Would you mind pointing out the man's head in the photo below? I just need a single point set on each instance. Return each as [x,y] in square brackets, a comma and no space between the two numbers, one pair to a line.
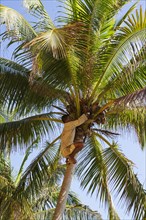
[66,118]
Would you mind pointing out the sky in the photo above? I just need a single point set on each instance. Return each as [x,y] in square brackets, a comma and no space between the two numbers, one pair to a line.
[128,142]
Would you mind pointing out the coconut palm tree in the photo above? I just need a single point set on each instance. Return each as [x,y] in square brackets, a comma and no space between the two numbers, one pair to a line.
[90,62]
[23,197]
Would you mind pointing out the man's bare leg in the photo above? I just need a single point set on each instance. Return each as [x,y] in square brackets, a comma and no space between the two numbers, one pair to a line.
[71,157]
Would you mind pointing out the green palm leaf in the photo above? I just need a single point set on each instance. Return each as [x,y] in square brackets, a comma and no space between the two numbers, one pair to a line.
[125,182]
[17,27]
[92,173]
[128,41]
[36,8]
[26,130]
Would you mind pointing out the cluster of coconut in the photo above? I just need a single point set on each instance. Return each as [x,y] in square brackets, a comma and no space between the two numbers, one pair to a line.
[91,111]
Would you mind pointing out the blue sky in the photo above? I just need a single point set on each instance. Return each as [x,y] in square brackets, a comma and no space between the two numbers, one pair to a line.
[128,142]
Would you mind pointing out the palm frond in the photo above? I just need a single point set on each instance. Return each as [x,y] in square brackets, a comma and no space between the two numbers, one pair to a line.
[136,99]
[16,90]
[125,182]
[127,119]
[36,8]
[50,41]
[17,27]
[93,174]
[37,173]
[127,42]
[26,130]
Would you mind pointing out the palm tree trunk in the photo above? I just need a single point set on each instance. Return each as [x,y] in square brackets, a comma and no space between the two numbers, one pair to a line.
[61,203]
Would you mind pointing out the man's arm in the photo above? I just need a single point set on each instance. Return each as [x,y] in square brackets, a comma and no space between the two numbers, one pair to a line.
[80,120]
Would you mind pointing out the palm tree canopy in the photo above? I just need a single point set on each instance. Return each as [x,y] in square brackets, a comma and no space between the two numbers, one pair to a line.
[89,60]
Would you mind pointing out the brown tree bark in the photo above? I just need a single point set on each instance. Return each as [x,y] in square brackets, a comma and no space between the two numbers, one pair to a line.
[64,192]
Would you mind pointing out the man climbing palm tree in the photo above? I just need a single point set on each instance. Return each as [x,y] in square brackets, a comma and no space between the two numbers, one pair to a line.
[71,141]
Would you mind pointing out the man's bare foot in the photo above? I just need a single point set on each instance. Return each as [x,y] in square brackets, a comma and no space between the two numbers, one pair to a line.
[70,160]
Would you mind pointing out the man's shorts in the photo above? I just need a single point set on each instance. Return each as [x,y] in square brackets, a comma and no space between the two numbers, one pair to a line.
[68,150]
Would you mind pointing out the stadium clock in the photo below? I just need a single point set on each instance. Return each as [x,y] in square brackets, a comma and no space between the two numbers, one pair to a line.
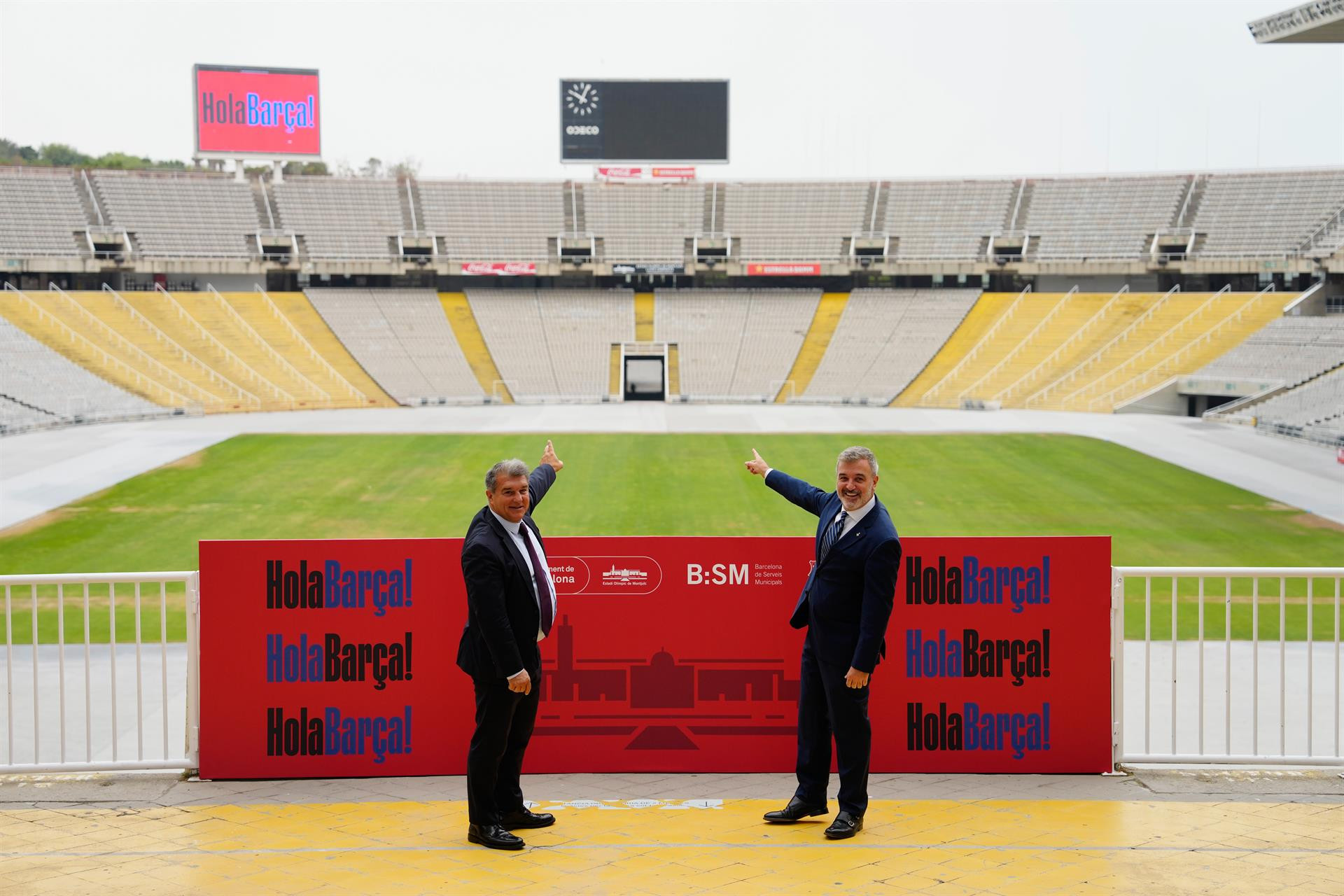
[581,99]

****************

### [Work instructions]
Copy every item above word for word, leaving the pictures out of your copy.

### [Exercise result]
Would you mind pointing out the man's head in the photo below? I just need a single point set on each instance. Return each as [x,y] in square brackets, a comma and no space between the two numbers, one pair to a line.
[66,118]
Would you mind pointing out the sky in the photo above? I just need a single point set on each instance. Return each as [x,y] in square brackets, a comma and no space between the two numbers, one pair to a line.
[128,142]
Would you mind pointing out the coconut palm tree in the photo above? I just need a single point set on each instance. Return each as [x,y] in square brackets, a comma and no space between the two numbers, one pair to a line.
[90,62]
[23,197]
Would you mind pointing out the man's bare leg in the photo above? I just need a single point set on each instance. Return each as [x,y] in square brackets, a comma and no space between the two numbers, one pair to a line.
[71,157]
Would you mind pointing out the green palm leaf in the photo above? I just need a single point set on each instance. Return each as [x,y] in square brackets, a comma and no space between the two numbers, one pair to a line.
[125,182]
[17,27]
[92,173]
[128,41]
[36,8]
[26,130]
Would you mind pointing out the cluster of coconut in the photo above? I just need a single point set on each instance. Return each as [x,y] in square brackets, a comma and no space between the two numbers, one pair to a line.
[91,111]
Would you mind pointing out the blue sky in the photo above? I just need a single point set on each instance. Return each as [x,y] in square brackets, a comma and no space between the two numbers, one pair to a line.
[128,142]
Would you mind pointing out the palm frond in the photo above? I just need a single point set on each instance. Return each as [x,y] in square brackets, a comma and no space between the two numbers, one pair to a line.
[136,99]
[16,90]
[125,182]
[127,119]
[36,8]
[50,41]
[17,27]
[93,174]
[37,173]
[127,42]
[26,130]
Would you mind pointing out the palm tree trunk in the photo above? I just need a single point set on each instance. Return each as [x,y] in square brackets, a comma and no space between the two numbers, one pair to a line.
[61,203]
Would you mind pointing out the man's arm in the photo above? I just need a single point set on each instance. Return each as [x,y] in square brackets, a comma and no space between the two numbers, one pair to a line.
[80,120]
Would you mind pointing out the palm tree canopy in the photo above? I just need a single point set on each instance. Return each as [x,y] in square brackets, a comma and no space between the two numbers, one pair to a line.
[89,60]
Would you mind pointing out the brown tree bark in the photo above? I just need a single point set on each instance. Return each as [x,y] in square brackets, a comma and no space between the two numbers, one pair to a line.
[64,192]
Would you mind pointing out the man climbing palm tree in the photo above? I just need a single point set on each instance. Return each as [x,y] in square brackets, a comma and no space between the two numbers, one pair to a line.
[71,141]
Would you mind pointing out the man's bare foot in the photo above? I just need a single point set on each instance. Return each as [x,y] in square brackets, a comma and no space between the two numbers, one pair to a line.
[70,160]
Would you mind pointing out the man's shorts in the photo above? I just need a single point set on each instance. Return each as [x,y] in square brackets, a comma and no space between the two numbers, one pair to a line.
[68,150]
Would you mind pointing out the stadium clock in the photo below? I just need a single point set on each instance. Return each as [x,y] in square brackets, a comma and no space between the two numbers, one pair to a line.
[581,99]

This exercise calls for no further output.